QUOTED PASSAGE:
A month or two ago there was some discussion on the list about the 
memory footprint of slon.

I've done some investigating.

slon is multi-threaded.  For each remote database that the slon instance 
talks to there will be 2 threads (a remote listener and a remote worker) 
plus about 4 threads for 'local' stuff.

By default on Linux pthread_create gives each thread a stack size 
controlled by the RLIMIT_STACK setting that can be viewed/adjusted by 
running 'ulimit -s'.  On my ubuntu x64 system the default value for this 
is 8 megs per thread (why? I have no idea).  If I reduce this to 1024 
the memory footprint (VmData in /proc/$pid/status ) goes from 14800kb to 
around 76724kb


I see a few choices

1) We can have slon explicitly request a more reasonable thread stack 
size before it creates threads (pthreads has API calls for this).  I'm 
not 100% sure what the best value for this would be for all platforms 
but slon tends to be pretty good about not storing large values on the stack

2) We can document this and tell sysadmins/DBA's that are concerned 
about the slon memory footprint to use their OS's facilities (ie ulimit 
-s before invoking slon) to adjust how much stack each thread.

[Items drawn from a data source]
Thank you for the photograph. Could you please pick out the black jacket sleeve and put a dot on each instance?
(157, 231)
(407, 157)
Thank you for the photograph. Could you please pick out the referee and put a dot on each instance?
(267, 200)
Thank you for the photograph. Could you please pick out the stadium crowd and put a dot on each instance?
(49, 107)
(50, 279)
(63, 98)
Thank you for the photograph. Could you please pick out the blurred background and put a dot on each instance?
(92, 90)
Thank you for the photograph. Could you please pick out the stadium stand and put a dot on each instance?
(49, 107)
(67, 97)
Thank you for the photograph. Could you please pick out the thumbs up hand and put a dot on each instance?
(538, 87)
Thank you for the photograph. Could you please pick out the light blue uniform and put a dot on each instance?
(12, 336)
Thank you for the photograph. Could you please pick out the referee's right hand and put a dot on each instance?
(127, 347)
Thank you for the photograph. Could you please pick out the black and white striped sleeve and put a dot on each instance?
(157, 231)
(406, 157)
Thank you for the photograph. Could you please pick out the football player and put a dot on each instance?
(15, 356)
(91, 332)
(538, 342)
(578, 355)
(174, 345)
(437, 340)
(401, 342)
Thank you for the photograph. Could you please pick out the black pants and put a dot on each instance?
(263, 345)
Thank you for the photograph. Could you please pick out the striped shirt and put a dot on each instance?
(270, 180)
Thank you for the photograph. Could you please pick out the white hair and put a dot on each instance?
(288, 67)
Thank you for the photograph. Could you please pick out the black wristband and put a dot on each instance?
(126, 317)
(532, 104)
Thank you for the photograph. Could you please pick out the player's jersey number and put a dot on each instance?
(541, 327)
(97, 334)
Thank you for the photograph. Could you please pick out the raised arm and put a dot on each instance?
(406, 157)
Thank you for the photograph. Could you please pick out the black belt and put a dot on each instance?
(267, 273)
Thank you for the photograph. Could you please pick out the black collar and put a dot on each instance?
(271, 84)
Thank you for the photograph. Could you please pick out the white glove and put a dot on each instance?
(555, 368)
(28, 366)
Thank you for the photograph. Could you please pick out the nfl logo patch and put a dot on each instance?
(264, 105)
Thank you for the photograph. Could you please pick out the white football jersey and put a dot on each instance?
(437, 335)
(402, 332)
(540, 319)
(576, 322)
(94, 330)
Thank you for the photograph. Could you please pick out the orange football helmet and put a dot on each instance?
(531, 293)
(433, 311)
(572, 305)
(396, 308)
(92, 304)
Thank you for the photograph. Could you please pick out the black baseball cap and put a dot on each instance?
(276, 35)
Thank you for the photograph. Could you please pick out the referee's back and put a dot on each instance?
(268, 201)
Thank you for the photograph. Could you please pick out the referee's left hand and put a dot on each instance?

AIM OF THE EXERCISE: Pick up the post about slon's memory footprint after its last sentence and keep writing it.

RESPONSE:
The argument for 1 is that the slony development team has a better sense 
of how much stack memory slon threads take, and we might even discover 
that different threads types of stack memory requirements (I doubt the 
different slony thread types will very much in stack usage)

The argument for 2 is that the OS is already providing facilities to 
tune this and we should leave it tunable through those.

Thoughts?

(Even with a 1024kb stack size total memory usage for a 5 database 
cluster still seems higher than I would like to see)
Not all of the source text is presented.